Selected passage –
Approach and Models

Approach

The primary principle behind our modeling approach was to avoid relying on a specific type of classification model and instead use a stacking based ensembling technique to utilize predictions from multiple learners and combine information gathered from multiple category of models through the use of a meta learner. This would help us reduce the variance and improve the prediction capability by over reliance on a specific model. The decision to include varying types of models to make sure that the end predictions generalize well and is not over fit to the training data (since the volume of the training data was comparatively small)

The meta learner used in our approach is a custom learner that acts based on the majority prediction from the base learners. This approach would allow for a greater generalization of the base predictors and would compensate for the weak learners. The meta learner can be updated with a different classification model by training the model with the predictions from the base learners.

All the classification models that we had used as part of the stacking ensemble approach performed Sentiment Analysis on the tweet messages and computed polarity and subjectivity scores to be used as part of the classification process. But, we also wanted to explore the approach of Topic based Modeling and use that classify between the user classes. So, we trained a separate classification model outside of the base learners used in the stacking ensemble to do classification based on the Tweet topics discussed by the user. The hashtags used with in the individual messages to arrive at the topics to use.

Stacking based Ensemble Technique

Models

Following are the models that were trained, evaluated and tuned for consideration as part of the final Stacked model.

  • Trivial classifier with manual prediction (Baseline Model)
  • Logistic Regression CV Classifier
  • Principal Component Analysis (PCA) through Logistic regression to evaluate predictor significance
  • Linear Discriminant Analysis (LDA) Classifier
  • Quadratic Discriminant Analysis (QDA) Classifier
  • K Nearest Neighbor (kNN) Classifier
  • Gradient Boosting Classifier
  • Decision Tree Classifier
  • Random Forest Ensemble Classifier
  • Adaptive Boosting Ensemble Classifier
  • Support Vector Machine using SVC
  • Sequential Neural Network
  • Topic Based Modeling using LinearSVC classifier

Each model was fit using the scaled training data set and then Accuracy scores and 10 fold cross validation scores were generated to assess the model's performance on the Training data set.

Problems –
1. In the section on approach and models above, what does the custom meta learner base its decision on?
2. Rewrite the paragraph in the section on approach and models that begins "All the classification models that we had used" as a short bulleted list that keeps its main facts.
3. Carry on the section on approach and models from its final sentence, in the same style.

Records supplied –
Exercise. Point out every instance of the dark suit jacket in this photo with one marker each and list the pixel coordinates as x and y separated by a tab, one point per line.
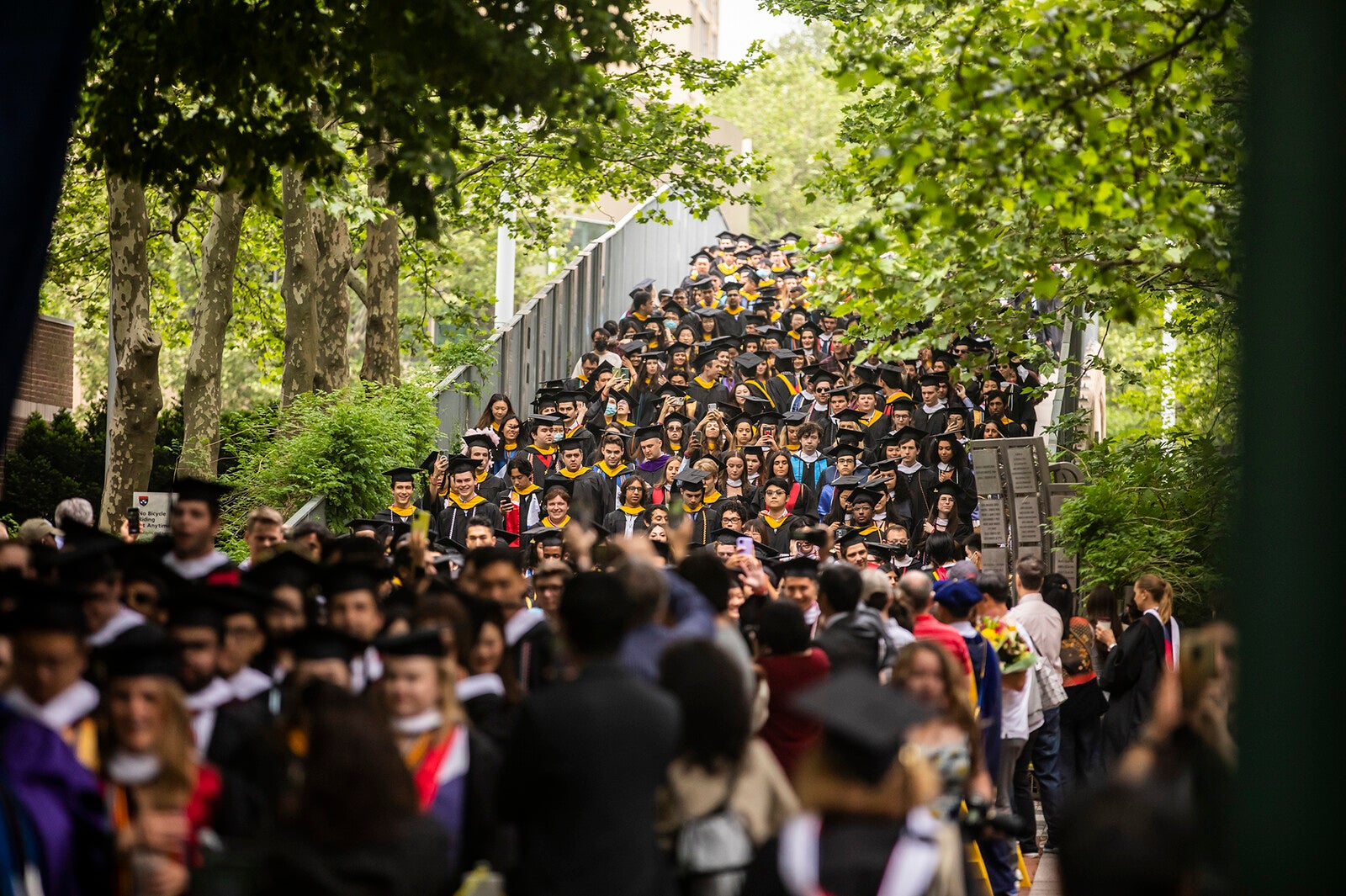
579	779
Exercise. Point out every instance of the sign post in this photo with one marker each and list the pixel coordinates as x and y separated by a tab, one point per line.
1016	501
154	507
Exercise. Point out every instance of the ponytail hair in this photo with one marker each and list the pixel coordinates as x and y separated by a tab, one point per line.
1161	592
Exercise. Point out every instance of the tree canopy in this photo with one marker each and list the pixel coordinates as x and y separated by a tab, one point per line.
1078	155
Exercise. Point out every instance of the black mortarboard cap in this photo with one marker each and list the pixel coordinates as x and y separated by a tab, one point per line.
691	480
461	464
840	449
423	642
906	433
865	496
343	577
572	443
805	567
208	491
865	723
645	433
949	487
478	440
321	642
143	650
286	568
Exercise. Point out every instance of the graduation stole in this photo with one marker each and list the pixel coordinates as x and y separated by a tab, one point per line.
789	384
760	389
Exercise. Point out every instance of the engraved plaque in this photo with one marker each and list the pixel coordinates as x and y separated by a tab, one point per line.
1027	520
1023	469
993	521
995	560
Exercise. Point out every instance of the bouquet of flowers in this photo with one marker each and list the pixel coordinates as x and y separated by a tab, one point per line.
1009	644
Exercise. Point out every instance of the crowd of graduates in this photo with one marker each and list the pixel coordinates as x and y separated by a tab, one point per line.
707	617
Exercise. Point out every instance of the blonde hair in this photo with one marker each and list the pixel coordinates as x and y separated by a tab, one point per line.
823	787
264	514
177	748
1161	592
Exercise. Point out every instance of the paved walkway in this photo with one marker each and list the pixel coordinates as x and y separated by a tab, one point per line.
1045	873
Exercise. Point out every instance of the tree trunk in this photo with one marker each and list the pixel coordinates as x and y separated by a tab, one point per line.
383	332
134	416
299	289
331	237
201	395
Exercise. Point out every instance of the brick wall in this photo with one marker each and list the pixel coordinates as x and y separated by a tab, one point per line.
49	377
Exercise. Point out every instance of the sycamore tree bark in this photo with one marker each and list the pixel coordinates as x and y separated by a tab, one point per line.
331	238
299	289
134	416
201	395
383	260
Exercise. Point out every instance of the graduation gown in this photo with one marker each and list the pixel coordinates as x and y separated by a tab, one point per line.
704	521
543	463
706	395
453	521
612	482
586	490
616	522
921	485
875	427
778	533
784	388
531	646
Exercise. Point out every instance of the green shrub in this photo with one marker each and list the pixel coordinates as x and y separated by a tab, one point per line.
334	444
50	463
1154	505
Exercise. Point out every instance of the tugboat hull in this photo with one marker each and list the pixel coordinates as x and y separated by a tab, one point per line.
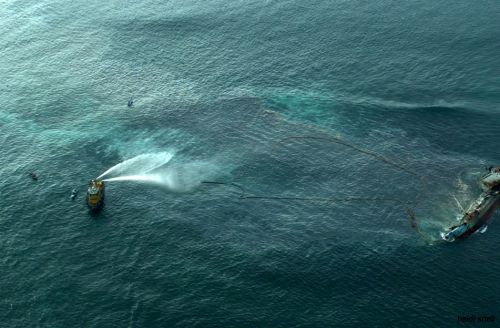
95	195
476	217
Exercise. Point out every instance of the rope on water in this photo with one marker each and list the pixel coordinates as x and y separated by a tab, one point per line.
402	166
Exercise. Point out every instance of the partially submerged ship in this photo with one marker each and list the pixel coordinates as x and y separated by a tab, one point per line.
480	211
95	195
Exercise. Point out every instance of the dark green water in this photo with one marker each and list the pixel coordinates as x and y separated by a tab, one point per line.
218	85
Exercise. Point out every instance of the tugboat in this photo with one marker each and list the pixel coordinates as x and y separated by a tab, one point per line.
480	211
95	195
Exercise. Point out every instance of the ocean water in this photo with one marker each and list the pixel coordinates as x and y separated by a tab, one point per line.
254	93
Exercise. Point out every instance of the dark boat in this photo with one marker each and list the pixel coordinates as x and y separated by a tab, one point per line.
480	211
95	195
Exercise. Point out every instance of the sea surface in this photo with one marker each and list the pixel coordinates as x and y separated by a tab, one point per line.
322	122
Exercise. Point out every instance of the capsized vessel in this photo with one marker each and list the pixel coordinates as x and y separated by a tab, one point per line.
95	195
480	211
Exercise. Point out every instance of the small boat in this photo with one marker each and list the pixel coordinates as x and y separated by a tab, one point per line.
74	193
95	195
480	211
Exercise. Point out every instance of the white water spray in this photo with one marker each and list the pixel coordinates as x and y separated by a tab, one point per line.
152	169
141	164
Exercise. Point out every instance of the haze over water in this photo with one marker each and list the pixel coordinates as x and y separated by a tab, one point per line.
217	87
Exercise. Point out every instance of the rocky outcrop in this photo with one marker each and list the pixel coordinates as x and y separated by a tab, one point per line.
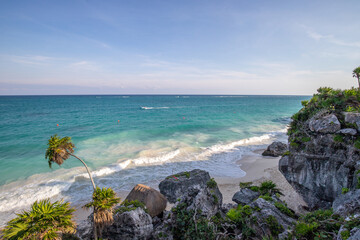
272	217
245	196
322	159
275	149
135	224
154	201
183	183
325	124
347	204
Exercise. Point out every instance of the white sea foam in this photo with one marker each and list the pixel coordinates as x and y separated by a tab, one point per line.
73	185
149	108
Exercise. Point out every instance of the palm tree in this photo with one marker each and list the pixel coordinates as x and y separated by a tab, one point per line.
45	220
103	202
356	73
61	149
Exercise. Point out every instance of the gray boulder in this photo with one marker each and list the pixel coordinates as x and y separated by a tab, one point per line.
154	201
178	185
325	124
269	211
352	118
347	204
348	131
275	149
245	196
135	224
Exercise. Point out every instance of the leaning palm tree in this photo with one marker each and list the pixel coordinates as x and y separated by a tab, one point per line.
356	73
45	220
103	202
61	149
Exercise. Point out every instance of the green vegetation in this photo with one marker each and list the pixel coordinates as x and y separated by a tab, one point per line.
326	99
344	190
45	220
127	206
356	74
241	216
320	224
191	225
103	202
284	209
211	183
338	138
274	225
60	149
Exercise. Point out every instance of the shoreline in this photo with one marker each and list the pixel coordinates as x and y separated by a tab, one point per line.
258	168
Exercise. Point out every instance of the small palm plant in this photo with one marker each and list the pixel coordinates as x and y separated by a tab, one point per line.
356	73
269	188
61	149
45	220
103	202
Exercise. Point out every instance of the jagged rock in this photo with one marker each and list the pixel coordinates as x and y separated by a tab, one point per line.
154	201
177	185
348	131
208	200
245	196
162	229
135	224
275	149
325	124
347	204
352	118
267	210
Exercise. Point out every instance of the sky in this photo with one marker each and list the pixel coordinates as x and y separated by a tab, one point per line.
177	47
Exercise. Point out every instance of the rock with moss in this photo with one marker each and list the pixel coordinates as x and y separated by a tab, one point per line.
347	204
245	196
178	185
275	149
134	224
154	201
324	151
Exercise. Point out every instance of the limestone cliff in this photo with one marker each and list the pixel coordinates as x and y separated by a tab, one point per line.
324	141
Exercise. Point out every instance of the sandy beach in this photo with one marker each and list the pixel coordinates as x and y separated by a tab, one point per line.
258	168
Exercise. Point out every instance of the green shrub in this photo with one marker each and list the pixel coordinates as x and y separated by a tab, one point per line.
274	225
211	183
269	188
338	138
319	224
344	190
284	209
127	206
245	184
287	153
45	220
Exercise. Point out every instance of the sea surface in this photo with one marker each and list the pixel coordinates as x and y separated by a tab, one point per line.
127	140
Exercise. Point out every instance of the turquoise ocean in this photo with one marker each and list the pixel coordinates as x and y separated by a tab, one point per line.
127	140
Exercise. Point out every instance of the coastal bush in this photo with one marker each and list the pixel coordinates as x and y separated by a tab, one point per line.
269	188
284	209
211	183
189	224
241	216
103	202
129	206
45	220
320	224
344	190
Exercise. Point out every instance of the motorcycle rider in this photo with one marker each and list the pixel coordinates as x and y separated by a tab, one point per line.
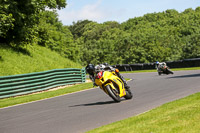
93	70
160	65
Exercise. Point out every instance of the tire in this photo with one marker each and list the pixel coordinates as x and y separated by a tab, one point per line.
129	94
113	94
169	71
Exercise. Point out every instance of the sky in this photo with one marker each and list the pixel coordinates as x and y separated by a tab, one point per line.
118	10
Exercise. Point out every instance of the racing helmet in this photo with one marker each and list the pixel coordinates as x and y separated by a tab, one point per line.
106	64
90	69
157	62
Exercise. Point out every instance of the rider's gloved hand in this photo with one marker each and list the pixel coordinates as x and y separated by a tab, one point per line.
94	84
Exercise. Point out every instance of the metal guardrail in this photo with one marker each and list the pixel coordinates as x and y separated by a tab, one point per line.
195	62
33	82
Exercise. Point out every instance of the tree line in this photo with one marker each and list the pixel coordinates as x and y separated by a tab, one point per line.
163	36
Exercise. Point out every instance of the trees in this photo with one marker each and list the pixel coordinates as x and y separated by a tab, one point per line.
20	18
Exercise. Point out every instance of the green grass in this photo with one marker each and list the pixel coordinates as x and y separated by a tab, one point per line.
34	59
180	116
43	95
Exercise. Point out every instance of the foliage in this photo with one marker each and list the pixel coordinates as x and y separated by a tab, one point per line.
163	36
18	19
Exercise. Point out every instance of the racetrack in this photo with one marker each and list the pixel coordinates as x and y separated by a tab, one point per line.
86	110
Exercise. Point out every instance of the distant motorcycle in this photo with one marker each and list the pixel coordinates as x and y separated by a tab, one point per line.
164	70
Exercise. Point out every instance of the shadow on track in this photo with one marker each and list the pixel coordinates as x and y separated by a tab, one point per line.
97	103
186	76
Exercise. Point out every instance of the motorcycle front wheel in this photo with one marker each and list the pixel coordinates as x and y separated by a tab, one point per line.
113	93
129	94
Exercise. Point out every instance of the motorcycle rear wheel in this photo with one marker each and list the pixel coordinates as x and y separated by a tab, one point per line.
113	94
129	94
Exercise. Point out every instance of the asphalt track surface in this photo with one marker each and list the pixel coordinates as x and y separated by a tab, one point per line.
86	110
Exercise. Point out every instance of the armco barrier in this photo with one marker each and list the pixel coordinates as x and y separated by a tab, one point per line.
195	62
33	82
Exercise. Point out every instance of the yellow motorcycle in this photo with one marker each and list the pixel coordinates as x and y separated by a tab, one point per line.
112	85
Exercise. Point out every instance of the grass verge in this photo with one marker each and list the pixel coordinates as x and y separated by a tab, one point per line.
180	116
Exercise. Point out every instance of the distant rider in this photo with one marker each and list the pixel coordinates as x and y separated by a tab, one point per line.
160	65
93	70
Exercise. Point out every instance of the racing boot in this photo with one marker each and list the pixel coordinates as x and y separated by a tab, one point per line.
122	78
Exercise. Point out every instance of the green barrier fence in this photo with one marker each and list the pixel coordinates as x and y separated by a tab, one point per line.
33	82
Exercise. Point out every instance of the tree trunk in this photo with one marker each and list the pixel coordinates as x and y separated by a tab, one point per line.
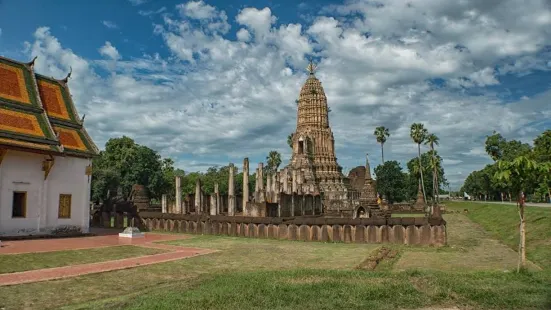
421	171
522	228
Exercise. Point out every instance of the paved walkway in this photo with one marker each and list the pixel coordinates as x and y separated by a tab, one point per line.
49	245
64	244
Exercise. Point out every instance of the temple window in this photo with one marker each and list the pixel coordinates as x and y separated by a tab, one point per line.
19	205
64	210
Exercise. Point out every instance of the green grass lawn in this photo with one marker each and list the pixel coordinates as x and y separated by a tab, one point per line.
502	221
473	272
30	261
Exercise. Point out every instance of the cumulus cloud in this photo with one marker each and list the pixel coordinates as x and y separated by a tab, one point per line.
110	51
221	97
137	2
109	24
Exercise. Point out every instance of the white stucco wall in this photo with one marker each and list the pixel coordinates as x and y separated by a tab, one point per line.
20	171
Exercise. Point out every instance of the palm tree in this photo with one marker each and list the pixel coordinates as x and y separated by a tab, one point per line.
418	134
273	160
433	140
381	133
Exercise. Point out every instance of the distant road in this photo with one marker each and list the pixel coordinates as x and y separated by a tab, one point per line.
529	204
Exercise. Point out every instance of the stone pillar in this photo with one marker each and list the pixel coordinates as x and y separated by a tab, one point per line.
179	196
256	183
294	181
213	204
276	186
198	197
269	188
245	183
285	181
261	183
218	202
164	206
231	193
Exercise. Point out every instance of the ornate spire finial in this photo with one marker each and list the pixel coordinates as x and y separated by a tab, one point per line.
66	79
367	167
31	63
311	67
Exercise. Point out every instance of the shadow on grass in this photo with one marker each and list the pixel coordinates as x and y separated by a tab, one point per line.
329	289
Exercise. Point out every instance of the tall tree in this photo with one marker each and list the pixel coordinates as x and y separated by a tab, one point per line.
415	173
433	140
132	164
418	134
273	160
381	133
391	181
519	171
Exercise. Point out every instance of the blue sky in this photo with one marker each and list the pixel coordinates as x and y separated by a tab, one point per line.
210	82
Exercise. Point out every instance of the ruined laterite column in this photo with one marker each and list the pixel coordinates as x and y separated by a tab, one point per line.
231	193
179	195
245	182
198	197
213	204
218	202
164	203
285	181
269	188
261	183
294	182
277	187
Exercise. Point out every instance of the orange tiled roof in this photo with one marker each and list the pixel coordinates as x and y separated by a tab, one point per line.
37	113
59	106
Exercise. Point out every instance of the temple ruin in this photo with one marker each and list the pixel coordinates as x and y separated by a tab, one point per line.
309	199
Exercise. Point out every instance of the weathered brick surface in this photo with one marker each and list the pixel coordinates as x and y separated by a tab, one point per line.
418	230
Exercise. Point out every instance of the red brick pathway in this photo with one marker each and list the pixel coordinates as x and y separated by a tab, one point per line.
63	244
28	246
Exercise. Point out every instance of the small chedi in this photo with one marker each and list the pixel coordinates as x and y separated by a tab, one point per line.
311	184
309	199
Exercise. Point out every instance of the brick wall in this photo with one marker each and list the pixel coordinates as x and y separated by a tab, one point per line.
425	231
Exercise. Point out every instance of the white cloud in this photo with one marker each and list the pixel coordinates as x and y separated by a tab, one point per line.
219	99
259	21
109	24
197	10
243	35
150	12
137	2
109	51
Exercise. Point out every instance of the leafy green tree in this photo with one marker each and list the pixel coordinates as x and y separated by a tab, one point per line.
391	181
418	134
542	147
131	163
103	180
519	171
415	172
433	140
500	149
381	134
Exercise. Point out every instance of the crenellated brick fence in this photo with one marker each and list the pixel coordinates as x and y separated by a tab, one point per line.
418	230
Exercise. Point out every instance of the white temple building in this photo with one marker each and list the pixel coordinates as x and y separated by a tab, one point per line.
45	155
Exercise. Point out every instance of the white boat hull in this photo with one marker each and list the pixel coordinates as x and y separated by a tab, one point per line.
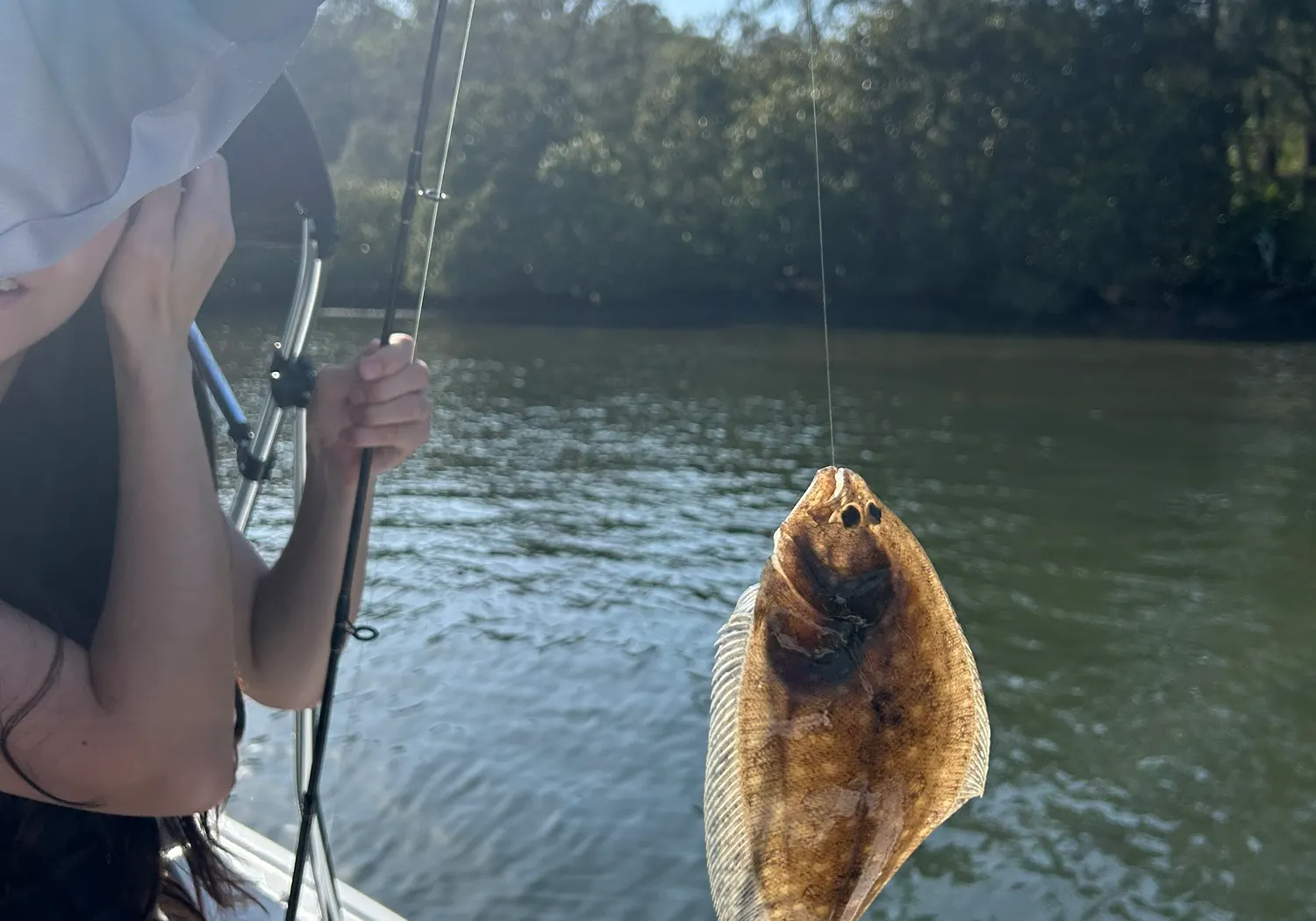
268	867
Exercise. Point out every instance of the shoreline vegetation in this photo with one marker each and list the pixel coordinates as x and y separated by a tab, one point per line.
1134	168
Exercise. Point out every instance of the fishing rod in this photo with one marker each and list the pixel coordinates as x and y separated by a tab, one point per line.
342	628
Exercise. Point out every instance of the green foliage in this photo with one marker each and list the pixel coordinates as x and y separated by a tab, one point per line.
1010	155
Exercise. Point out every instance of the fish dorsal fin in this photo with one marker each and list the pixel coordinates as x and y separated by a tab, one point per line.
976	773
731	865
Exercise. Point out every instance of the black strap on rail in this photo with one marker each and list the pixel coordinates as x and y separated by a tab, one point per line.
342	629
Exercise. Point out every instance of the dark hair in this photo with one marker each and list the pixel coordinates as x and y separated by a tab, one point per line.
54	847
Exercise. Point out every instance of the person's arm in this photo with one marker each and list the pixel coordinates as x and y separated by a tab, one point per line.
284	613
283	642
142	721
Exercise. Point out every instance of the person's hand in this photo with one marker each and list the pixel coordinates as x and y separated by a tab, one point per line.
170	255
381	402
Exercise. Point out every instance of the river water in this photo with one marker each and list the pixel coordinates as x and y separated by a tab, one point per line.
1126	529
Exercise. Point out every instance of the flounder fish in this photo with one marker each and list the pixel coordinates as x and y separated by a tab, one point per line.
848	718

Results for the exercise –
1. It acts on the majority prediction from the base learners.

2.
- Every model in the stacking ensemble ran sentiment analysis on the tweet messages.
- These models computed polarity and subjectivity scores for use in classification.
- The team also explored topic-based modeling to classify between the user classes.
- For this, a separate classifier was trained outside the ensemble's base learners, using the tweet topics each user discussed.
- The topics were derived from the hashtags in the individual messages.

3.
Trivial Classifier with manual prediction (Baseline Model)

A trivial classifier based on a manual prediction method that predicts Human (0) class as the output for any input was implemented as the baseline model to see the effectiveness of a model that classifies any user as human. This resulted in an prediction accuracy score of ~67% with the training and validation data set. This was taken as the baseline accuracy against which all the other models evaluated were compared.

Logistic Regression CV Classifier

The first classification model chosen after the baseline model was a Logistic regression classifier with Cross Validation. The logistic regression model was instantiated with L2 (Ridge regression) regularization to avoid over-fitting

Training prediction accuracy was ~81% and Validation prediction accuracy was ~83%. Following is a plot that shows the model's performance on training data set and their 10 fold cross validation performance on both the training data set.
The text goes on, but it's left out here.